- What to produce -
Convert the listing, starting at its first line and ending at the line containing "# sample run", into a Markdown table with the columns Entry and Content. Omit blank lines.

- Data for the task -
◇ ◇ ◇ ◇ ◇ ◇ ◇
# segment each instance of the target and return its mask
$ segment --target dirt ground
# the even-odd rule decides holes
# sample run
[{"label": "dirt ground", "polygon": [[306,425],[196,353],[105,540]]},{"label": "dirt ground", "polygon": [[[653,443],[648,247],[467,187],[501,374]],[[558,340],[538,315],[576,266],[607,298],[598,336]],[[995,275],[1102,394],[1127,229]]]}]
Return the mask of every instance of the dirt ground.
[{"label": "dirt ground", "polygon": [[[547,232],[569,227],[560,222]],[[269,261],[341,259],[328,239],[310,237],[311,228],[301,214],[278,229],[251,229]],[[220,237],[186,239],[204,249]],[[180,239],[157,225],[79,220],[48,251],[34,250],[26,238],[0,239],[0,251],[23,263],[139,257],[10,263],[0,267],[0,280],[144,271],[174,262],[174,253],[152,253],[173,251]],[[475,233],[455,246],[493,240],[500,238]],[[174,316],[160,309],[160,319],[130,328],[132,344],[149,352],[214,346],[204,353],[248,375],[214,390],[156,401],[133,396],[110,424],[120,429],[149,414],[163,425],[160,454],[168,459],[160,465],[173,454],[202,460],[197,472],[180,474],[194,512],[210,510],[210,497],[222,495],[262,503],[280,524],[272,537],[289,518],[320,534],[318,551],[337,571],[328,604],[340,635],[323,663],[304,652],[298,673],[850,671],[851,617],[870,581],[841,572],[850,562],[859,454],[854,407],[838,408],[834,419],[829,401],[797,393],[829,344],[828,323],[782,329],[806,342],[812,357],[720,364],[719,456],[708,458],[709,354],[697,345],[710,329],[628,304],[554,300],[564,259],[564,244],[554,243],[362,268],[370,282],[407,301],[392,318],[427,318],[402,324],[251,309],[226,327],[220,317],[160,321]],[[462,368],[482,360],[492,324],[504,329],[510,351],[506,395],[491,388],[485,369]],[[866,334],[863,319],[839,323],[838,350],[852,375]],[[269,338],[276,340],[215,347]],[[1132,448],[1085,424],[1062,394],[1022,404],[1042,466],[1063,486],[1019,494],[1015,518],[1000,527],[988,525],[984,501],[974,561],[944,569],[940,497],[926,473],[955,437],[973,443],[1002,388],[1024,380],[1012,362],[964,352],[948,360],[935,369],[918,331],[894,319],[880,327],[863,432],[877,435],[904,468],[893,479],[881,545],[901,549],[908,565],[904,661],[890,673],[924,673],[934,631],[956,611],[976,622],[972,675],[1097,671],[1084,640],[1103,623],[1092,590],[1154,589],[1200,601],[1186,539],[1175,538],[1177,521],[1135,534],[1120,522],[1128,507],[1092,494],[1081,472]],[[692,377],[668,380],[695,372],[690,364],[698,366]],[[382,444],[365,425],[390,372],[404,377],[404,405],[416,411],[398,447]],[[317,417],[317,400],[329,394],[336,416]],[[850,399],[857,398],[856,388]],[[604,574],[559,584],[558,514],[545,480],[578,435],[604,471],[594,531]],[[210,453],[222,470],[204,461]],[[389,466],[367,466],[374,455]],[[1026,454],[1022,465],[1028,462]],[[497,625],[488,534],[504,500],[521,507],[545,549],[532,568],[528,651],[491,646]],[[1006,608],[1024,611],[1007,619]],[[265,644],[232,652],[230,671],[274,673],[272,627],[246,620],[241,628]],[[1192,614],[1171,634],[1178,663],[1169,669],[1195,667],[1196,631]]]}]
◇ ◇ ◇ ◇ ◇ ◇ ◇
- Finished exercise -
| Entry | Content |
|---|---|
| 1 | # segment each instance of the target and return its mask |
| 2 | $ segment --target dirt ground |
| 3 | # the even-odd rule decides holes |
| 4 | # sample run |